◆ **本文**

+===+

図4に示す様に、1つ以上のプロセッサ50は、測定情報生成部55及び処理部56として機能する。
【0034】
測定情報生成部55は、
図2のS5で送信する測定情報を生成する。上述した様に、測定情報は、測定対象AP1を識別する識別子を含み得る。また、上述した様に、測定情報は、測定対象AP1をWD1が選択するための選択条件を含み得る。処理部56は、測定情報の応答としてWD2から測定結果を取得すると、測定結果に含まれるAP1とのチャネル状態情報に基づきクラスタの変更や、WD1とのデータ送信のスケジューリング等を行う。
【0035】
さらに、本開示によると1つ以上のプロセッサで実行可能なプログラムが提供される。当該プログラムは、装置の1つ以上のプロセッサで実行されると、当該装置を、例えば、処理装置5として機能させる命令を含む。さらに、本開示によると、上記プログラムを格納した、非一時的なコンピュータ可読記憶媒体が提供される。さらに、本開示によると、
図2で説明した内容に従い、処理装置5で実行される方法が提供される。さらに、本開示によると、当該方法を1つ以上のプロセッサを有する装置に実行させるためのプログラムや、当該プログラムを格納した、非一時的なコンピュータ可読記憶媒体が提供される。

+===+

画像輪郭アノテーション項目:
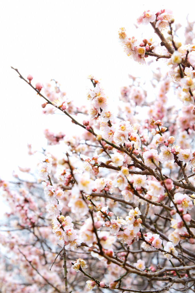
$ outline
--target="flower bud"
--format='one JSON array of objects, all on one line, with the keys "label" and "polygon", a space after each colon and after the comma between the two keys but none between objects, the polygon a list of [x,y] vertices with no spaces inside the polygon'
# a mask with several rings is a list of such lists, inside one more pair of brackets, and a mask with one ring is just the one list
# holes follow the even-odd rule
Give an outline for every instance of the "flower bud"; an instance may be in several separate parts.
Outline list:
[{"label": "flower bud", "polygon": [[182,217],[186,222],[189,222],[191,219],[191,217],[189,214],[185,214],[183,215]]},{"label": "flower bud", "polygon": [[85,126],[87,126],[88,125],[89,125],[89,121],[87,121],[87,120],[83,120],[83,124]]},{"label": "flower bud", "polygon": [[29,81],[29,82],[30,83],[32,79],[33,79],[33,77],[31,75],[31,74],[29,74],[27,76],[27,79],[28,79]]},{"label": "flower bud", "polygon": [[37,82],[35,86],[35,88],[36,90],[37,90],[39,91],[41,91],[41,89],[42,88],[42,86],[41,85],[41,84],[40,82]]},{"label": "flower bud", "polygon": [[174,142],[175,138],[174,136],[170,136],[167,139],[167,141],[169,144],[172,144]]},{"label": "flower bud", "polygon": [[99,285],[101,288],[103,288],[105,286],[105,283],[104,282],[100,282],[99,283]]},{"label": "flower bud", "polygon": [[45,107],[47,105],[48,103],[47,103],[47,102],[46,102],[46,103],[44,103],[43,104],[42,104],[41,105],[41,106],[42,107],[42,108],[43,108],[44,109],[44,108],[45,108]]}]

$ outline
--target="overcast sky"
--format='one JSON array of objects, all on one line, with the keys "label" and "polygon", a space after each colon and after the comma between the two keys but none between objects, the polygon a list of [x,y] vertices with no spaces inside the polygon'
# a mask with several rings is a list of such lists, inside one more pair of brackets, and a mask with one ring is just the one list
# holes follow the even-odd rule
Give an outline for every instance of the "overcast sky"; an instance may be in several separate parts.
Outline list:
[{"label": "overcast sky", "polygon": [[[10,66],[25,77],[32,74],[34,84],[58,81],[77,103],[85,102],[91,85],[87,76],[92,74],[101,79],[106,94],[114,100],[120,88],[128,84],[128,74],[151,74],[124,53],[117,38],[119,28],[137,36],[142,28],[137,32],[133,24],[149,9],[171,9],[176,22],[182,24],[190,4],[194,6],[192,1],[182,7],[178,1],[162,1],[159,6],[157,2],[148,5],[140,0],[1,2],[0,178],[8,178],[18,165],[27,166],[27,144],[40,149],[45,143],[43,129],[65,133],[68,125],[62,116],[41,115],[42,100]],[[145,37],[153,35],[150,26]]]}]

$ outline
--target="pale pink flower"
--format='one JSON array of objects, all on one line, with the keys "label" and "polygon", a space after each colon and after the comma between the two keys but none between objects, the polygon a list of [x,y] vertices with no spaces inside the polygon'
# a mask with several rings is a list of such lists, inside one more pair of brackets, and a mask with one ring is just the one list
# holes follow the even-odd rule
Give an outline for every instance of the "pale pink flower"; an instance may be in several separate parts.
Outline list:
[{"label": "pale pink flower", "polygon": [[96,282],[94,281],[92,281],[91,280],[89,280],[86,282],[87,285],[87,287],[90,290],[92,290],[93,289],[96,285]]},{"label": "pale pink flower", "polygon": [[120,172],[119,172],[116,177],[113,181],[113,185],[117,186],[120,190],[123,190],[127,183],[126,177]]},{"label": "pale pink flower", "polygon": [[132,201],[133,199],[133,194],[129,190],[123,190],[121,191],[121,194],[126,201]]},{"label": "pale pink flower", "polygon": [[[164,248],[164,250],[168,252],[170,252],[175,256],[177,256],[178,255],[178,252],[175,248],[174,246],[172,243],[170,241],[168,241],[167,243],[166,246]],[[169,260],[171,258],[172,258],[172,256],[169,253],[166,253],[165,252],[163,253],[164,256],[168,260]]]},{"label": "pale pink flower", "polygon": [[[191,209],[193,207],[192,200],[189,197],[185,194],[183,194],[179,192],[175,193],[173,201],[177,205],[178,208],[182,208],[184,214],[186,214],[188,209]],[[170,206],[174,205],[173,203],[171,202]]]},{"label": "pale pink flower", "polygon": [[127,39],[127,36],[125,32],[125,28],[120,28],[118,31],[119,40],[120,42],[123,42]]},{"label": "pale pink flower", "polygon": [[175,230],[169,234],[168,237],[169,240],[172,243],[174,246],[176,246],[179,243],[181,239],[181,236]]},{"label": "pale pink flower", "polygon": [[182,58],[178,51],[174,51],[171,55],[171,61],[173,64],[179,64],[182,61]]},{"label": "pale pink flower", "polygon": [[111,219],[111,223],[110,232],[111,233],[115,233],[119,231],[121,225],[126,224],[126,221],[121,217],[119,218],[118,217],[116,220],[115,219]]},{"label": "pale pink flower", "polygon": [[103,121],[105,122],[107,122],[109,120],[112,121],[114,119],[113,114],[109,111],[108,111],[105,109],[102,110],[100,114],[100,116]]},{"label": "pale pink flower", "polygon": [[143,154],[143,157],[144,164],[151,169],[156,169],[159,165],[159,162],[160,159],[156,150],[152,149],[145,151]]},{"label": "pale pink flower", "polygon": [[187,163],[192,158],[192,154],[189,149],[181,149],[177,154],[178,159],[180,161],[184,161],[185,163]]},{"label": "pale pink flower", "polygon": [[111,155],[112,161],[116,167],[120,167],[123,164],[124,158],[122,155],[119,153],[115,153]]},{"label": "pale pink flower", "polygon": [[41,85],[41,84],[40,82],[37,82],[35,85],[35,88],[37,90],[39,91],[41,91],[42,87],[43,87]]},{"label": "pale pink flower", "polygon": [[82,175],[75,174],[75,176],[79,189],[88,194],[90,194],[94,188],[94,185],[93,181],[90,178],[89,173],[84,172]]},{"label": "pale pink flower", "polygon": [[80,267],[82,269],[86,269],[87,267],[86,262],[84,260],[83,258],[79,258],[76,261],[74,262],[74,264],[72,266],[72,268],[75,270],[76,272],[78,272]]},{"label": "pale pink flower", "polygon": [[161,146],[161,152],[159,155],[161,161],[172,162],[174,159],[174,155],[171,152],[171,149],[170,146]]},{"label": "pale pink flower", "polygon": [[137,19],[138,24],[148,24],[149,22],[153,22],[156,20],[156,17],[154,13],[151,12],[150,10],[147,10],[143,12],[142,15]]},{"label": "pale pink flower", "polygon": [[99,111],[100,108],[103,110],[106,108],[107,105],[107,99],[106,96],[104,96],[103,95],[97,96],[96,98],[94,107]]},{"label": "pale pink flower", "polygon": [[152,241],[152,246],[155,248],[160,248],[161,246],[163,241],[160,238],[160,235],[158,234],[153,234],[153,239]]},{"label": "pale pink flower", "polygon": [[140,55],[141,58],[144,57],[146,53],[146,48],[144,47],[137,46],[136,48],[136,52]]},{"label": "pale pink flower", "polygon": [[157,17],[156,27],[160,30],[164,30],[169,25],[169,21],[173,18],[172,11],[168,9],[161,10]]},{"label": "pale pink flower", "polygon": [[195,67],[195,51],[190,52],[188,56],[188,61],[193,67]]},{"label": "pale pink flower", "polygon": [[123,231],[117,232],[116,236],[121,242],[130,245],[132,244],[132,239],[136,237],[136,235],[132,229],[130,230],[127,228],[125,228]]}]

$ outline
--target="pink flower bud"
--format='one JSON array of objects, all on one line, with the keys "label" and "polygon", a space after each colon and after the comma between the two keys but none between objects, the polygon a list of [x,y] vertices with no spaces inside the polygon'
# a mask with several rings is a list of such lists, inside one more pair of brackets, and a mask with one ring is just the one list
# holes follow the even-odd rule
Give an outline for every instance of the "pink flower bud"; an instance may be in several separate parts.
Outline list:
[{"label": "pink flower bud", "polygon": [[35,88],[36,90],[37,90],[39,91],[41,91],[41,89],[42,88],[42,86],[41,85],[41,84],[40,83],[40,82],[37,82],[35,86]]},{"label": "pink flower bud", "polygon": [[101,227],[101,225],[102,224],[101,223],[101,222],[99,221],[98,221],[97,222],[96,222],[94,223],[94,226],[96,229],[99,229],[99,228]]},{"label": "pink flower bud", "polygon": [[47,102],[46,102],[46,103],[44,103],[43,104],[42,104],[41,105],[41,106],[42,108],[45,108],[46,105],[47,105]]},{"label": "pink flower bud", "polygon": [[32,79],[33,79],[33,77],[31,75],[31,74],[29,74],[27,76],[27,79],[28,79],[29,81],[29,82],[30,82]]},{"label": "pink flower bud", "polygon": [[145,194],[145,195],[144,196],[144,197],[145,198],[146,198],[146,199],[147,200],[151,200],[151,196],[149,195],[149,194],[148,194],[147,193],[146,193],[146,194]]},{"label": "pink flower bud", "polygon": [[189,214],[185,214],[183,215],[182,217],[186,222],[189,222],[191,219],[191,217]]},{"label": "pink flower bud", "polygon": [[139,151],[137,149],[134,149],[133,151],[133,154],[134,155],[137,155],[139,154]]},{"label": "pink flower bud", "polygon": [[100,282],[99,283],[99,285],[101,288],[103,288],[105,286],[105,283],[104,282]]},{"label": "pink flower bud", "polygon": [[174,136],[170,136],[167,140],[167,141],[169,144],[172,144],[174,142],[175,138]]},{"label": "pink flower bud", "polygon": [[156,270],[154,267],[153,267],[152,265],[151,265],[150,267],[149,267],[148,268],[149,270],[151,270],[152,272],[155,272]]},{"label": "pink flower bud", "polygon": [[189,242],[191,244],[194,244],[195,241],[194,238],[190,238],[189,239]]},{"label": "pink flower bud", "polygon": [[179,222],[177,223],[177,228],[178,229],[180,229],[182,228],[183,226],[183,222]]}]

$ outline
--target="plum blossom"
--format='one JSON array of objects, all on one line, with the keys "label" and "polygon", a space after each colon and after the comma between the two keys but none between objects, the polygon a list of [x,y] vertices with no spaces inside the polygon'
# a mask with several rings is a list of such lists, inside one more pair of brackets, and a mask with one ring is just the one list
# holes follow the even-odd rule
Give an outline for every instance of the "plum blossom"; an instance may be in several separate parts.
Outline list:
[{"label": "plum blossom", "polygon": [[149,22],[153,22],[156,20],[156,17],[155,13],[151,12],[150,10],[144,11],[143,14],[137,19],[138,24],[148,24]]},{"label": "plum blossom", "polygon": [[138,270],[141,270],[142,271],[144,270],[146,268],[145,265],[145,262],[144,260],[141,259],[138,259],[137,263],[134,263],[133,264],[134,267]]},{"label": "plum blossom", "polygon": [[119,153],[115,153],[111,155],[111,160],[116,167],[120,167],[123,164],[124,158],[123,156]]},{"label": "plum blossom", "polygon": [[161,146],[161,152],[159,156],[161,158],[161,161],[163,162],[173,161],[174,159],[174,155],[171,151],[172,149],[170,146]]},{"label": "plum blossom", "polygon": [[170,234],[168,238],[169,240],[172,242],[174,246],[177,245],[181,239],[181,236],[177,233],[177,229]]},{"label": "plum blossom", "polygon": [[[168,241],[166,246],[165,246],[164,248],[164,249],[166,251],[171,253],[175,256],[177,256],[178,255],[178,252],[175,248],[174,246],[173,245],[173,243],[170,241]],[[172,255],[169,253],[166,253],[165,252],[164,252],[163,253],[165,257],[166,257],[168,260],[169,260],[171,258],[173,257]]]},{"label": "plum blossom", "polygon": [[90,194],[94,188],[94,184],[89,173],[84,172],[82,175],[75,174],[75,177],[80,190],[83,190],[86,193]]},{"label": "plum blossom", "polygon": [[159,165],[160,158],[156,150],[152,149],[150,151],[146,151],[144,153],[143,157],[144,164],[151,169],[156,169],[156,166]]},{"label": "plum blossom", "polygon": [[[187,210],[191,209],[193,207],[193,202],[191,199],[185,194],[183,194],[179,192],[175,193],[173,201],[177,205],[178,208],[182,208],[184,214],[186,214]],[[170,205],[172,207],[174,205],[173,203],[171,202]]]},{"label": "plum blossom", "polygon": [[123,190],[121,191],[121,194],[126,201],[132,201],[133,200],[133,194],[130,190]]},{"label": "plum blossom", "polygon": [[80,267],[82,269],[86,269],[87,267],[86,262],[83,258],[79,258],[76,261],[74,262],[74,265],[72,266],[73,268],[75,270],[76,272],[78,272]]},{"label": "plum blossom", "polygon": [[189,149],[181,149],[177,154],[178,159],[180,161],[184,161],[185,163],[188,163],[192,158],[192,154]]},{"label": "plum blossom", "polygon": [[172,18],[172,12],[171,10],[163,9],[161,10],[157,17],[156,27],[160,30],[165,29],[169,25],[169,21]]},{"label": "plum blossom", "polygon": [[126,221],[122,217],[119,218],[118,217],[116,220],[115,219],[112,219],[111,220],[110,232],[111,233],[116,233],[119,231],[121,225],[125,225],[126,224]]},{"label": "plum blossom", "polygon": [[86,281],[86,282],[87,285],[87,287],[90,290],[92,290],[95,286],[96,282],[94,281],[89,280],[88,281]]}]

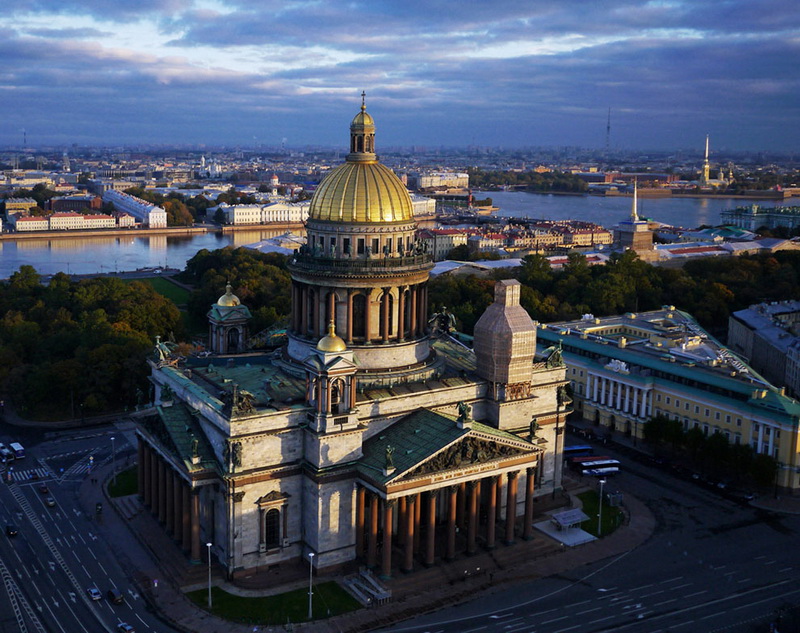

+===+

◆ **課題文**
本文中の「処理部56は、測定情報の応答としてWD2から測定結果を取得すると、測定結果に含まれるAP1とのチャネル状態情報に基づきクラスタの変更や、WD1とのデータ送信のスケジューリング等を行う。」という一文を英語に翻訳してください。

◆ **演習の解答**
When the processing unit 56 acquires a measurement result from WD2 as a response to the measurement information, it performs cluster changes, scheduling of data transmission with WD1, and the like, based on the channel state information with AP1 included in the measurement result.